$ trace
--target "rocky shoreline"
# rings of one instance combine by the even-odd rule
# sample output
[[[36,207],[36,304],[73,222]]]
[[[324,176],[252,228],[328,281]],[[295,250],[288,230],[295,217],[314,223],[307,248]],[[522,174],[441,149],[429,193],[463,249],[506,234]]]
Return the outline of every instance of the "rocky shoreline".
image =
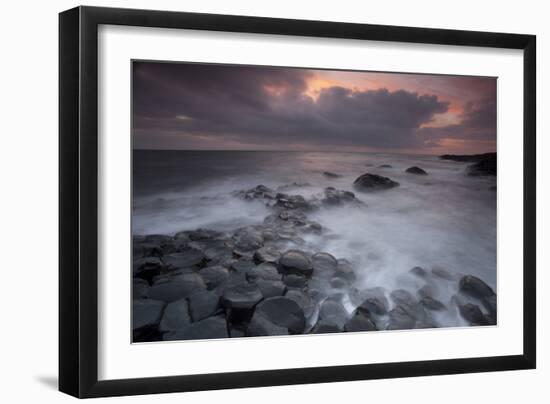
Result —
[[[419,167],[407,172],[429,175]],[[334,187],[309,198],[287,193],[303,186],[234,192],[269,209],[257,225],[134,236],[133,341],[433,328],[442,326],[438,318],[445,312],[458,313],[469,325],[496,324],[496,294],[473,275],[413,263],[421,266],[407,276],[422,284],[418,290],[365,288],[346,257],[308,250],[304,238],[327,231],[311,219],[312,212],[368,206]],[[358,192],[392,192],[398,186],[370,173],[353,183]],[[453,293],[441,292],[447,290]]]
================================
-- Stated task --
Copy all of the records above word for word, but leave out the pictures.

-- Task answer --
$ trace
--target "rocky shoreline"
# rings of one instance combine by the even-odd rule
# sample output
[[[36,207],[36,304],[73,222]]]
[[[324,176],[252,228],[328,281]],[[295,250],[288,230],[295,217],[314,223],[307,248]],[[522,174],[441,149],[429,193],[463,249],[506,234]]]
Return the outline of every instance of the "rocky shoreline".
image =
Result —
[[[419,167],[407,172],[429,175]],[[334,187],[309,198],[287,193],[303,186],[234,192],[269,209],[257,225],[134,236],[133,341],[433,328],[442,326],[438,318],[445,312],[458,313],[469,325],[496,324],[496,294],[473,275],[413,263],[421,266],[407,276],[422,284],[418,290],[365,288],[346,257],[308,250],[304,238],[327,231],[311,219],[312,212],[368,206]],[[358,192],[392,192],[398,186],[370,173],[353,183]],[[453,293],[441,292],[447,290]]]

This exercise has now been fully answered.